:: WHAT NEEDS TO BE DONE ::
Give the data again, word for word.

:: Stored entries ::
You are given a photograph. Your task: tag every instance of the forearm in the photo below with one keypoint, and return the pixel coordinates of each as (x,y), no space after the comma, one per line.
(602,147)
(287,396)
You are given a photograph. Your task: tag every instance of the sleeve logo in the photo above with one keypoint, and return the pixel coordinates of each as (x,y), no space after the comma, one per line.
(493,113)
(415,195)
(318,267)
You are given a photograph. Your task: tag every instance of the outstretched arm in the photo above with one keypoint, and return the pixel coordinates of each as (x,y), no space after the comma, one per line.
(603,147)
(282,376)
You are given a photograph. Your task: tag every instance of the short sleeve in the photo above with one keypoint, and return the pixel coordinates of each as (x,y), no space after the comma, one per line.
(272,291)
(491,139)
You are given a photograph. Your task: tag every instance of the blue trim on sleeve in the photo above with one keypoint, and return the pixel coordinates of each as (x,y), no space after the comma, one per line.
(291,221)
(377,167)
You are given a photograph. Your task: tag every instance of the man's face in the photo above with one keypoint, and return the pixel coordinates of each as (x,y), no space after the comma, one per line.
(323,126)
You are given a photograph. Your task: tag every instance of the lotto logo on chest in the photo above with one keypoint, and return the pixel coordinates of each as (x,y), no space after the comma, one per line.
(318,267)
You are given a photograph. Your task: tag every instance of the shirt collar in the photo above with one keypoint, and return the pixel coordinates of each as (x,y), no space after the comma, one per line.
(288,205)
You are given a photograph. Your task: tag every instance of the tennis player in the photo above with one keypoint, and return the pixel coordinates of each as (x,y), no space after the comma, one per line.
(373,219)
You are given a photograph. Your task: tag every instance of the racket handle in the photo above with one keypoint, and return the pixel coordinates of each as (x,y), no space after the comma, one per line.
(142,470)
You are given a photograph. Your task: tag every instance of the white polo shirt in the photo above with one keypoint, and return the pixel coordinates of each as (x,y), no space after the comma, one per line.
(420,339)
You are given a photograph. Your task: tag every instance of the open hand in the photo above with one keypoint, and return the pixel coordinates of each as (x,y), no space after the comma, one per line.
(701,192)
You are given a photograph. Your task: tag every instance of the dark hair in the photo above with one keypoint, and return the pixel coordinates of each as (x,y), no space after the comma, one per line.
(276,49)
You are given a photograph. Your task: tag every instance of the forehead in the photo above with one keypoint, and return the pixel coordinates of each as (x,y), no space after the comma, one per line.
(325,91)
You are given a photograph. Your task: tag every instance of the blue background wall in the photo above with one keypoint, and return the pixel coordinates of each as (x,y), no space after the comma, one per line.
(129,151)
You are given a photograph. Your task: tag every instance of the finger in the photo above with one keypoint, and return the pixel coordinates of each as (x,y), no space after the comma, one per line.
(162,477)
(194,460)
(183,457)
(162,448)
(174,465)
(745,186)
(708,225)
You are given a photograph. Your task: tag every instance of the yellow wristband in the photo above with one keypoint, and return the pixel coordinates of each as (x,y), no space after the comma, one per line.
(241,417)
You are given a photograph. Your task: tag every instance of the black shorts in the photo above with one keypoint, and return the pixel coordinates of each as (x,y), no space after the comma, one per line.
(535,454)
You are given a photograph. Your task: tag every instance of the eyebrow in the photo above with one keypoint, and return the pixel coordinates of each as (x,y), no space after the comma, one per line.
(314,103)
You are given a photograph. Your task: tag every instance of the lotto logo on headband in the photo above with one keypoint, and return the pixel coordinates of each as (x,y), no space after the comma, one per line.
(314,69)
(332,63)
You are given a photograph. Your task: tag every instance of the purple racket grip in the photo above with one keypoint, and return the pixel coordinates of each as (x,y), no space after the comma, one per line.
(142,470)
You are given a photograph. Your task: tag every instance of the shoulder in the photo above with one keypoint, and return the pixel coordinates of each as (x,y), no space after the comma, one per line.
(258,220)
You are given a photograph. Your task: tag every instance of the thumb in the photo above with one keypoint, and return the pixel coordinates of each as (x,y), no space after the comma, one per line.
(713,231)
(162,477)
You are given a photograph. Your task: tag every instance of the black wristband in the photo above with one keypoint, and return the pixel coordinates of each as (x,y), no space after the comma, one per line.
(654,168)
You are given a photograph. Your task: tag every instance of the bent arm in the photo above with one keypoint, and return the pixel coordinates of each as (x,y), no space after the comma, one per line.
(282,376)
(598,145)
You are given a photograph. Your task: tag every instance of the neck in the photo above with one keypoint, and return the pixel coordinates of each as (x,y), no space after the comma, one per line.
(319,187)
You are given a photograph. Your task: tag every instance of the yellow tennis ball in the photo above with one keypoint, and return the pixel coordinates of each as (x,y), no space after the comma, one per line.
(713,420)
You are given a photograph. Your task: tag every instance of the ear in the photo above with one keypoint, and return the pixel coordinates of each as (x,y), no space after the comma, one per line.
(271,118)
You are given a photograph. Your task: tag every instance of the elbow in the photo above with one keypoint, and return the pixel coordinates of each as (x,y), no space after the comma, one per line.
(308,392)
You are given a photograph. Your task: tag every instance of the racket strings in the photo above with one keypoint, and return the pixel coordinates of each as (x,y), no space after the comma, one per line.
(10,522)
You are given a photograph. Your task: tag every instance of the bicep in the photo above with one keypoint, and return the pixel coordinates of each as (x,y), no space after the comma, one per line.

:: REPLY ::
You are given a photograph. Your task: tag every instance of the forearm in the photo below with one keypoint, and return the pixel coordinates of each as (x,y), no space after the comma, one per line.
(602,147)
(287,396)
You are given a photograph. Your task: tag every instance of the sleeve logo in the photo above with one keypoint, and return the pixel coordinates of each as (x,y), no space after the comma, one per line.
(493,113)
(415,195)
(318,267)
You are given a photograph. Your task: tag every instance of the outstretched arm in the photo above with one keypoint, and return the pixel coordinates of each as (x,y), no space after the comma, one per line.
(603,147)
(282,376)
You are given a photograph. Your task: tag every instance of the short sleeve in the photo above with one keypoint, and return the pixel coordinates of each as (x,y), no space after the comma, one per line.
(272,291)
(491,139)
You are given a photograph. Your task: tag every instance of the blue trim on sleeve in the photo above with one keypoint, and return the pixel coordinates of each as (x,y), no space after the comma, one per line.
(291,221)
(377,167)
You are given a photograph. Your task: tag every instance of the man's face in the photo above with one keypoint, and return the pixel coordinates of each as (x,y), no space after the comma, one per line.
(323,126)
You are given a photograph. Your task: tag every instance of the lotto logo on chest in the photo above with one keypoint, and return the pixel coordinates of each as (x,y), no space after the comma, one per line.
(318,267)
You are given a photograph. Your task: tag every instance of the shirt collar in the photo above with one keypoint, and return the pixel coordinates of each as (x,y), no space after the comma, one per line.
(288,205)
You are given a photograph. Your task: tag every instance of the tennis player in the photo above with one keypoint, and return the pixel coordinates of each as (x,y), no space after the comma, one per line.
(373,219)
You are given a photograph. Your task: tag every instance of the racket handle in the photo above with one keypoint, and return the pixel coordinates of each as (x,y), no space after the comma, one per line.
(142,470)
You are given a photograph. Your task: tag every instance of the white polo shirt in the photo above with one keypoint, and return the pixel coordinates of each as (x,y), no space after the comma, one per line.
(420,339)
You are given a photograph. Your task: tag every instance of the open hand in the photo above with one keypoint, and return the pixel coordinates of each as (x,y), no space after the comma, one per line.
(701,192)
You are given a photograph. Your task: tag every instance of the dark hair in the photo above with one keypoint, and return the pixel coordinates of each as (x,y), no space after the comma, one per line.
(276,49)
You are given a photograph. Your task: tag every instance of the forehead in the photo above with one keypoint, and return the pixel coordinates of each as (x,y), no space after the comma, one per line.
(325,91)
You are given a photograph. Your task: tag every instance of the blue background wall in the photo above with one keypoint, and return the pixel coordinates of each as (x,y), no space after the comma, one per line.
(129,151)
You are given a photograph. Your task: tag every instance of the finger in the photo above with one keypoint, and return the pixel coordinates of each as (x,y), no space after the comma, one per line.
(162,477)
(194,460)
(183,457)
(162,448)
(174,465)
(745,186)
(708,225)
You are given a photograph. Your task: tag every instance of the yellow wristband in the photo above with one keypoint, and return the pixel coordinates of each as (x,y), no space after the comma, one per line.
(241,417)
You are given a photograph. Your task: tag every instance of the black shorts in the photo above with one keypoint, and return the pixel coordinates of each as (x,y), no space after the comma, one per line.
(535,454)
You are given a photograph. Your task: tag every instance of the eyebrow in the photo above with one keypoint, and return the pixel coordinates of each as (x,y), no space after the comma, one per line.
(314,103)
You are given a photograph. Your task: tag every instance of the lotto logo on headband in the photo above with one keypoint, and return the pixel coordinates of each as (x,y), no space after the comma, one per line.
(314,69)
(332,63)
You are given a photograph. Your task: tag every instance of the purple racket grip in the photo above with one keypoint, and return the pixel coordinates of each as (x,y), no space after the comma, one per line.
(142,470)
You are given a photograph. Your task: tag every instance of the shoulder in the photo above with one keypoint, and return the pixel coordinates of each as (x,y), no space after the comma, one per line.
(258,220)
You are given a photograph. Your task: tag every instance of the thumb in the photo above with one keypoint, and return the pixel coordinates of each as (x,y), no space after the comma, one per line.
(713,231)
(162,477)
You are given a photograph. Your task: tag every instance of the black wristband in the photo above with one keypoint, and return the pixel coordinates of each as (x,y), no space after the comma, one per line.
(654,168)
You are given a photograph. Your task: tag every instance of the bent arm in the photo above with one keypoint, and return the pixel coordinates of each as (x,y), no space after the comma, one per line.
(282,376)
(598,145)
You are given a photograph. Your task: tag every instance of the neck in the photo above with one keypoint, and return the pixel coordinates of each as (x,y), no space after the comma, one per line.
(319,187)
You are given a photograph. Your task: tag every instance of the yellow tennis ball in the photo above with one keypoint, and return the pixel coordinates of each as (x,y), no space after the comma, one per line.
(713,420)
You are given a photograph. Your task: tag every instance of the ear in the photo above with one keypoint, and return the pixel coordinates of each as (x,y), no space after the comma, one per line.
(271,118)
You are given a photograph. Your task: tag every instance of the elbow in the photo above with one keypoint, and return the pixel coordinates of each as (x,y), no space after the comma, one per line.
(308,392)
You are given a photograph. Your task: tag every instance of the racket strings in the photo above with one keypoint, and return the pixel coordinates of each as (x,y), no space after the comma, one per line.
(10,522)
You are given a photograph. Your task: tag every instance of the bicep in the photo above with one keypoint, and return the pixel coordinates of each as (x,y), no space after the comma, one per line.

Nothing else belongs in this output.